▶ [SELECTED EXCERPT]:

November 1999Linn Ikemi CD Player
by Marc Mickelson
Somebody ought to tell Linn that CD is out and DVD-A and SACD are in. Then again, they probably know about the alphabet soup of new digital formats and dont care. This is Linn after all, the company whose Sondek LP12 turntable has changed some over the course of its 25+ years in existence, but its guiding design principles (and look) have remained the same. But the real question is why it hasnt changed radically, and I suspect the answer has to do with not fixing what isnt broken. The LP12 design is sound and sounds great, so why mess with success?
But this doesnt address why Linn has chosen to release the Ikemi and less costly Genki CD players now. As I recall, Linns first foray into digital came over a half-dozen years after CDs introduction, so maybe the company is now hitting its stride with digital hardware. More likely is the introduction last year of the CD12, Linns only digital component to earn the Sondek moniker. The Ikemi is the product of the research and development that went on with the CD12, and so it is trickle-down technology at work. It also comes in at the sane price of $3595 when compared to the $20k CD12.

▶ [DATASET]:

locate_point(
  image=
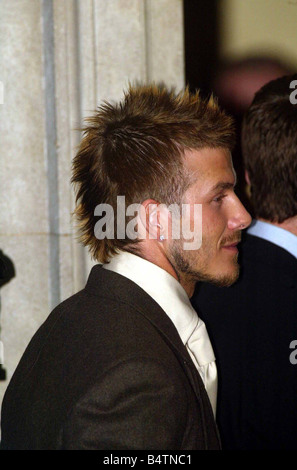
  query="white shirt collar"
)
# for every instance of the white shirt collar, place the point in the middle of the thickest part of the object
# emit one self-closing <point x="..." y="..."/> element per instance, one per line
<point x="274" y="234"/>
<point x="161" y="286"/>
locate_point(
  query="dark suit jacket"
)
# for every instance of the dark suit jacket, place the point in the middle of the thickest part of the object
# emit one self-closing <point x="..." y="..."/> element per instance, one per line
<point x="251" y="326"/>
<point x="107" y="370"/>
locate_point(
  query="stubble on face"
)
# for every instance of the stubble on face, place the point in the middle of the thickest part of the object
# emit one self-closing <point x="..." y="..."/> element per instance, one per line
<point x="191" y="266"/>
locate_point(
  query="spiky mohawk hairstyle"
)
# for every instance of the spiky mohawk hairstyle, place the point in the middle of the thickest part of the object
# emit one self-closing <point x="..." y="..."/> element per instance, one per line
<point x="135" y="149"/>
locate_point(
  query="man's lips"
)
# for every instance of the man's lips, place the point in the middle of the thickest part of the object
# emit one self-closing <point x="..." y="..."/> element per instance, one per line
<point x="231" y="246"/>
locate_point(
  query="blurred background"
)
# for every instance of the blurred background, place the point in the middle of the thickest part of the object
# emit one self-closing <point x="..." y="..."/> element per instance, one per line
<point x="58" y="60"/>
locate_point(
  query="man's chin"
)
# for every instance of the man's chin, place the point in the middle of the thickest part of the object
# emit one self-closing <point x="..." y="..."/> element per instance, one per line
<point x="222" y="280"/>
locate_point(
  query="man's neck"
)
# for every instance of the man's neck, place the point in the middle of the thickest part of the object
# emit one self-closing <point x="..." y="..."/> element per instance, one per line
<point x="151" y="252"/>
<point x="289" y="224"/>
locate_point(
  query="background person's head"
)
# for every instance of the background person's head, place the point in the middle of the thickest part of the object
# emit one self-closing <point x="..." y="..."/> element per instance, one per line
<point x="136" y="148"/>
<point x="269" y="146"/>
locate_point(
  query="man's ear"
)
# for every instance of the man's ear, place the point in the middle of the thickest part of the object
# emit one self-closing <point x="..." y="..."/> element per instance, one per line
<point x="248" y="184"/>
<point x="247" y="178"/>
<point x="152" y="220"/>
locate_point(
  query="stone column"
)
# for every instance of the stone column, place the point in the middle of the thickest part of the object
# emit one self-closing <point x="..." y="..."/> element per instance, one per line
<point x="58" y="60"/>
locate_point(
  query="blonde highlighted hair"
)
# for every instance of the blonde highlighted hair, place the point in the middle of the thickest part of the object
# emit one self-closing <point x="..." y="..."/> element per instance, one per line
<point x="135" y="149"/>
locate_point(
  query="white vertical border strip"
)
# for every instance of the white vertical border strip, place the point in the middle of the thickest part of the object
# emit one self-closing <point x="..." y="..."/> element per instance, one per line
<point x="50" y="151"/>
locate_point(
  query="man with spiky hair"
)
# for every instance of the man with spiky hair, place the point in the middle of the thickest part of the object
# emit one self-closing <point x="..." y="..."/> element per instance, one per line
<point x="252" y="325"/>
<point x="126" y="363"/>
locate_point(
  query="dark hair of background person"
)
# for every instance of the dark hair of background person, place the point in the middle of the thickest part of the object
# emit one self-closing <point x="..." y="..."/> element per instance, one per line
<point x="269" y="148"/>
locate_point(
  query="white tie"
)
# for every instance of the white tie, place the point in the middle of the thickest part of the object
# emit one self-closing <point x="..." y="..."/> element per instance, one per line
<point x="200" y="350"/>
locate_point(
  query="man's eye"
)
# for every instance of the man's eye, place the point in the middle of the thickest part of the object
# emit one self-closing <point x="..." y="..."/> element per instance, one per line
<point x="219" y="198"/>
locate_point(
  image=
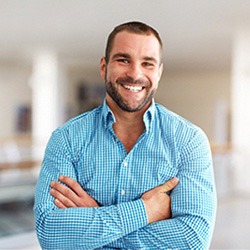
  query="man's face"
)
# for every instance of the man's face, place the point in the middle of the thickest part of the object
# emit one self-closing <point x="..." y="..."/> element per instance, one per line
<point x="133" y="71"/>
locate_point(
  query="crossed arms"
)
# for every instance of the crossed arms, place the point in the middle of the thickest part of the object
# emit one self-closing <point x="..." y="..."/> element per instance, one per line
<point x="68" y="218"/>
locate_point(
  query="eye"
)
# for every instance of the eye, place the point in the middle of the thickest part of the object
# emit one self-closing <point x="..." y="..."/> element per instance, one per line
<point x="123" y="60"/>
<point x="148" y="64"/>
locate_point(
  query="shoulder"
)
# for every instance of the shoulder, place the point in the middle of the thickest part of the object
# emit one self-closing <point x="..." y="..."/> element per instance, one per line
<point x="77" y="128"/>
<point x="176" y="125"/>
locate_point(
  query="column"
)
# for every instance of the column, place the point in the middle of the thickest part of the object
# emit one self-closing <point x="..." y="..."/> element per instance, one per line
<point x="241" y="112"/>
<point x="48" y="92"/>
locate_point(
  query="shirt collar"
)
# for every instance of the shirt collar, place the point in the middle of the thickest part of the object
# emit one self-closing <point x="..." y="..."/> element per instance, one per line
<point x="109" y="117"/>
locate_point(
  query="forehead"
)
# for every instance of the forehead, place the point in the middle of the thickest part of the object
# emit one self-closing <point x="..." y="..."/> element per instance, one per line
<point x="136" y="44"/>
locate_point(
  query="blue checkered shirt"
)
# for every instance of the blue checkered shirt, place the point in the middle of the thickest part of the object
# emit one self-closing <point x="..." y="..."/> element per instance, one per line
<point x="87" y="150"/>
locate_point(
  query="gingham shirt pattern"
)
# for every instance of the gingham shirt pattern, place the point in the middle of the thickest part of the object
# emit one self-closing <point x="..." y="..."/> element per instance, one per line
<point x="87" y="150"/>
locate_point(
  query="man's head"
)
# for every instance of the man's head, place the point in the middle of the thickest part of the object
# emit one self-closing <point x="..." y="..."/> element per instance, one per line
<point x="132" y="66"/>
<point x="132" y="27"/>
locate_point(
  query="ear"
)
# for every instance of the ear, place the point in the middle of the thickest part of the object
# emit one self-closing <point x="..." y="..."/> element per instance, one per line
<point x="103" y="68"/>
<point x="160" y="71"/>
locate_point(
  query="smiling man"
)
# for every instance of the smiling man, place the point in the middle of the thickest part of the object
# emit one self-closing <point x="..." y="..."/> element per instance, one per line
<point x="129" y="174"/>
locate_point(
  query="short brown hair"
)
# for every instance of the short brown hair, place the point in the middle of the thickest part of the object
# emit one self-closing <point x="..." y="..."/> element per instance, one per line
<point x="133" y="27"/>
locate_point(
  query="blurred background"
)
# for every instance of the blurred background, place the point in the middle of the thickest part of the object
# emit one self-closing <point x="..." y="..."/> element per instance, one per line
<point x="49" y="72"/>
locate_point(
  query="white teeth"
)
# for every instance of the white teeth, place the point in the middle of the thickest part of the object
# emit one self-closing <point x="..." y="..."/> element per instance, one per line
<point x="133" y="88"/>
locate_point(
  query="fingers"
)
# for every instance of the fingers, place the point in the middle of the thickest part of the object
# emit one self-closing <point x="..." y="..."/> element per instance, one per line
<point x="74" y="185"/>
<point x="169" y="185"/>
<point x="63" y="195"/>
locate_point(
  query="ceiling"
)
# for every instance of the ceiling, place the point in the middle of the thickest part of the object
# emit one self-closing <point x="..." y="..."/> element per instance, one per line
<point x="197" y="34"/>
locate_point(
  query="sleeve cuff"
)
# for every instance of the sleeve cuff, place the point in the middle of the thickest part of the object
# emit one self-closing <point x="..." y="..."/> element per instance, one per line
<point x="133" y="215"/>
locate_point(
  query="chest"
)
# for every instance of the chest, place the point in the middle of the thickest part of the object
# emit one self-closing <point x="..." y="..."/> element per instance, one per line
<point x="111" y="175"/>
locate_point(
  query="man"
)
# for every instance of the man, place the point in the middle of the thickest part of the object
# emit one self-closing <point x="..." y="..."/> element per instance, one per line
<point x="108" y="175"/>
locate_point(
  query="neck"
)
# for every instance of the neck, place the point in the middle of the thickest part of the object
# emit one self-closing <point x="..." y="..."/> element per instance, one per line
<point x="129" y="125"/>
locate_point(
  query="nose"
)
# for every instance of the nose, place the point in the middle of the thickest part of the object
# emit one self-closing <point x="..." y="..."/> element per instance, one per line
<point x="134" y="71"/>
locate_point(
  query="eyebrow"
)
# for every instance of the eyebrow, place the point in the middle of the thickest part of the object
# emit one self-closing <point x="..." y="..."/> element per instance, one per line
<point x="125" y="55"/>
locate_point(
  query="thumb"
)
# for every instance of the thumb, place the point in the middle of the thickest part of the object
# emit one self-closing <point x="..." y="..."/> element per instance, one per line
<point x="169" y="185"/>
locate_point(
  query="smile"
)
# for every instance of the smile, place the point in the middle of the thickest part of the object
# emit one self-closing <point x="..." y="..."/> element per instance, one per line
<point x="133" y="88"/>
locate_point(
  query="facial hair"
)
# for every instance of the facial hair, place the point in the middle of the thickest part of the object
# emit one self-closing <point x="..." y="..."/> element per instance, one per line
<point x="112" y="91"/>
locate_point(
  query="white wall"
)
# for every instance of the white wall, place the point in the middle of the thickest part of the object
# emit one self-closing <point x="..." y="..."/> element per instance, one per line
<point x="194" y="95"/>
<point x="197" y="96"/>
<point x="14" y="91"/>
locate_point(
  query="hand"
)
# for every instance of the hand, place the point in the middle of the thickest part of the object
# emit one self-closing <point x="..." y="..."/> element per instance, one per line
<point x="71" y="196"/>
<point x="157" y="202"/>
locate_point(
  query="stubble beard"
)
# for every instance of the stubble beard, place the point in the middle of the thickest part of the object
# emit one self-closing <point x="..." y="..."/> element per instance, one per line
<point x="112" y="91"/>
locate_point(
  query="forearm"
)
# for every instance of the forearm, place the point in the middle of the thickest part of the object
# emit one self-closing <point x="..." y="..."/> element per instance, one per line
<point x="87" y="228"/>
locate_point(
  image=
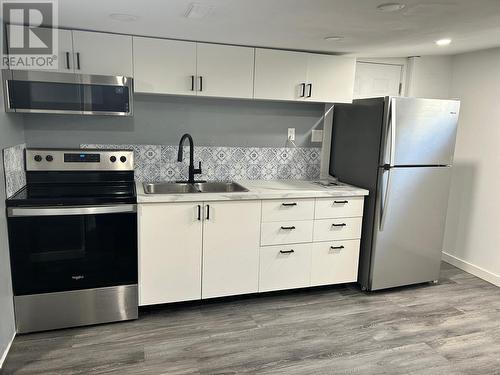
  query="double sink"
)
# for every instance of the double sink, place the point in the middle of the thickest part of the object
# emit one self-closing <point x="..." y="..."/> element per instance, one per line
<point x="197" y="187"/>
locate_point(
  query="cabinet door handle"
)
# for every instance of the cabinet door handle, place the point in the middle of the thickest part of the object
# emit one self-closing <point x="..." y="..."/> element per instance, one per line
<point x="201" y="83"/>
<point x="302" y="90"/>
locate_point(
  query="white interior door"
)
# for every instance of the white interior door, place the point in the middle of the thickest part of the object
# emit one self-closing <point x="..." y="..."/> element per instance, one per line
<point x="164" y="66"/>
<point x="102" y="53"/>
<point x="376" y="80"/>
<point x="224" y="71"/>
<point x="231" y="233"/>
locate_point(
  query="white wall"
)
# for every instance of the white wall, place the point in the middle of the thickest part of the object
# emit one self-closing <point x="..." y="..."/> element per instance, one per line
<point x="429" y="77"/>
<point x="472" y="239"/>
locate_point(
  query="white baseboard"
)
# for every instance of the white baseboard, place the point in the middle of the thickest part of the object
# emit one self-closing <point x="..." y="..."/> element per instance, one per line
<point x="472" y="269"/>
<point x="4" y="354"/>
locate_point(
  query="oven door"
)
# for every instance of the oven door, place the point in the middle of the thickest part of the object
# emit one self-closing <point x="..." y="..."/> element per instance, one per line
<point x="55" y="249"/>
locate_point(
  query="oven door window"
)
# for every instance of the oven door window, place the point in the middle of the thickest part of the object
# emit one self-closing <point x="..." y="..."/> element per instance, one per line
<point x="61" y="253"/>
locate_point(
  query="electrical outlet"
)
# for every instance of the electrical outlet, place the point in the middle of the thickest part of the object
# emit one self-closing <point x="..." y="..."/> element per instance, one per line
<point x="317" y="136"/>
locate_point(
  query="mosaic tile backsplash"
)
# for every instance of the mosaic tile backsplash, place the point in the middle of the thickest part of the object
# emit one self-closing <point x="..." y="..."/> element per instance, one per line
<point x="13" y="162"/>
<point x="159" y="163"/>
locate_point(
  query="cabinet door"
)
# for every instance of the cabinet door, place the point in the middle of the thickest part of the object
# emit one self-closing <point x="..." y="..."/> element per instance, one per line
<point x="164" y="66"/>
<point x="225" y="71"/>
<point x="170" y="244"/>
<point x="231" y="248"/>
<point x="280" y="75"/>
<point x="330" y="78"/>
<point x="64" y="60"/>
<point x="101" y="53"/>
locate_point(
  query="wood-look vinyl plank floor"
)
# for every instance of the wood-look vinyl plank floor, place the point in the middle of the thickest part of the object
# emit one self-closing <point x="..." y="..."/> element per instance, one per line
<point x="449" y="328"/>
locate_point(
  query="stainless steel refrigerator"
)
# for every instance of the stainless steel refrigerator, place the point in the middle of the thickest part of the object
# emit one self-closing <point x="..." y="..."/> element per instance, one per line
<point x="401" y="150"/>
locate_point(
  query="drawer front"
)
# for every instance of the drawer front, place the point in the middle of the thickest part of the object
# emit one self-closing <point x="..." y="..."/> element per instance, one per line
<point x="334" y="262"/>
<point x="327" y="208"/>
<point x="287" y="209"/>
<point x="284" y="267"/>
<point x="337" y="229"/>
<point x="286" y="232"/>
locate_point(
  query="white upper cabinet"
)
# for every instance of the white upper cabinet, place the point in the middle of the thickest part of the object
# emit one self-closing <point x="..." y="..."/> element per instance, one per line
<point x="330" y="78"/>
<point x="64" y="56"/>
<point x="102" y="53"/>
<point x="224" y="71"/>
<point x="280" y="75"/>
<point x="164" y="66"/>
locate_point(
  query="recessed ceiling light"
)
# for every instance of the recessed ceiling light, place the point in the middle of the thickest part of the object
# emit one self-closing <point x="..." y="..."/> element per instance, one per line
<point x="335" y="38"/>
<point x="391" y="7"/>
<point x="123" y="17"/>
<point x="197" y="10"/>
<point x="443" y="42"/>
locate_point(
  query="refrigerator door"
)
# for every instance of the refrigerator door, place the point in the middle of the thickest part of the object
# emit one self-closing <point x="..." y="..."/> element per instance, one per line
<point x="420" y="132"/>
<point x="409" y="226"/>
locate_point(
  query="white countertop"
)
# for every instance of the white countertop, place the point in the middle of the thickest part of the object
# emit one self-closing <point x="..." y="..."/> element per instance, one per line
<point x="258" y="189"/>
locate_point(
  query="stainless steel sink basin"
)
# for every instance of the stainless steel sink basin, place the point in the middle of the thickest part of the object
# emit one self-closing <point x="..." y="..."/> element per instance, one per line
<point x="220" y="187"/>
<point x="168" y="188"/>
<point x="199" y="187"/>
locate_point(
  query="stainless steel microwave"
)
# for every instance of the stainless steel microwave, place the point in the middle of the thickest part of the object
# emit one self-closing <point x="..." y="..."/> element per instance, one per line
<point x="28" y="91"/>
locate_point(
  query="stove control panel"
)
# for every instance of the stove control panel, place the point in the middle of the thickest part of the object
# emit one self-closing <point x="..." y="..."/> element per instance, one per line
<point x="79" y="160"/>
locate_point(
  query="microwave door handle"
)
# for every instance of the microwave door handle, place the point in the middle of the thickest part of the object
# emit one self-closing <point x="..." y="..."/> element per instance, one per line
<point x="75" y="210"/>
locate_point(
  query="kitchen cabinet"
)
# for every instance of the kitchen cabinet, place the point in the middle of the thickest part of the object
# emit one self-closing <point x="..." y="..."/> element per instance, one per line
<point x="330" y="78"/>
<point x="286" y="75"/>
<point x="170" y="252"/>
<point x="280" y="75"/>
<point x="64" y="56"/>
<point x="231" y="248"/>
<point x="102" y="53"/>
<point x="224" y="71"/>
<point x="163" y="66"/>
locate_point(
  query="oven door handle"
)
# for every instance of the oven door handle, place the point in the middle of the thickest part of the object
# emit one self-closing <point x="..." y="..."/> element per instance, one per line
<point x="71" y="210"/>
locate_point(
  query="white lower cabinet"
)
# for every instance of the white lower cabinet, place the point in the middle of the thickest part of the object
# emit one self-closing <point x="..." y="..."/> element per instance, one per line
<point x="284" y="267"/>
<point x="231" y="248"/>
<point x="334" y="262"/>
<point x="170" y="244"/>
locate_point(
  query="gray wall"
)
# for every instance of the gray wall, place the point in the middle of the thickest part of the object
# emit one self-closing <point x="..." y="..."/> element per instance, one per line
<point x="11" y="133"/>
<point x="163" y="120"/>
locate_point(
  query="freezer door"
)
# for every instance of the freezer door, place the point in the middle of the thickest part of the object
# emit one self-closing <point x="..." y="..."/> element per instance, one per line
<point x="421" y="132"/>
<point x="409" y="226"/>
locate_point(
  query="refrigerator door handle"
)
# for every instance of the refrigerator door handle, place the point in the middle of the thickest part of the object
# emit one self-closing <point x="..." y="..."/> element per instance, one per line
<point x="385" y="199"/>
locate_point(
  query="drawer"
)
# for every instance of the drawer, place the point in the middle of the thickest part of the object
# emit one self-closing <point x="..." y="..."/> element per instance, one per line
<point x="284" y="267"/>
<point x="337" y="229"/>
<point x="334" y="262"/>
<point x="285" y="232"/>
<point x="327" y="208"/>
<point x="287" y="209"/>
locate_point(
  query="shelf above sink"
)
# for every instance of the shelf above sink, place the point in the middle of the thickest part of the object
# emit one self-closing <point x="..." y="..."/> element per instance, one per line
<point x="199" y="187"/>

▶ [WHAT YOU NEED TO DO]:
a: Copy everything in the Linn Ikemi review from "But this doesnt" down to "the $20k CD12.".
b: Based on the Linn Ikemi review, is each statement true or false? (i) The Ikemi sells for $3595. (ii) The Sondek LP12 turntable has been around for more than 25 years. (iii) The Ikemi costs less than the Genki. Answer yes or no for each, and quote the words from the review that decide it.
c: Continue the Linn Ikemi review from the point where it stops.

▶ [WRITTEN ANSWERS]:
a:
But this doesnt address why Linn has chosen to release the Ikemi and less costly Genki CD players now. As I recall, Linns first foray into digital came over a half-dozen years after CDs introduction, so maybe the company is now hitting its stride with digital hardware. More likely is the introduction last year of the CD12, Linns only digital component to earn the Sondek moniker. The Ikemi is the product of the research and development that went on with the CD12, and so it is trickle-down technology at work. It also comes in at the sane price of $3595 when compared to the $20k CD12.

b:
(i) Yes: "It also comes in at the sane price of $3595"
(ii) Yes: "over the course of its 25+ years in existence"
(iii) No: "the Ikemi and less costly Genki CD players"

c:
But perhaps the greatest reason that Linn has decided to release the Ikemi now is that they still believe in the CD. HDCD as well as the progression of recording techniques -- and recording companies paying closer attention to sound quality -- have helped produce CDs that generally sound better than those of just a few years ago. CD seems to be going through a renaissance of sorts, and the Ikemi doesnt seem so out of place after all.
Whats an Ikemi?
As Ive mentioned, the Ikemi benefits from the work done in the development of Linns top-of-the-line CD12 player. Most notable is the inclusion of Linns proprietary "2-D"digital signal processing "for lowest possible jitter." The Ikemi also uses Linns proprietary Brilliant power supply and precision-machined transport mechanism with a rigid circuit board that locates all servos, decoding circuitry, control circuitry, software, motors, pulleys, belts and optical sensors together. The slim CD drawer is milled from solid aluminum and is the only visible part of the proprietary CD mechanism. The Ikemi uses Delta-Sigma conversion and includes HDCD decoding. Its also very quiet and elegant in operation, a soft "thunk" heard when the CD drawer closes.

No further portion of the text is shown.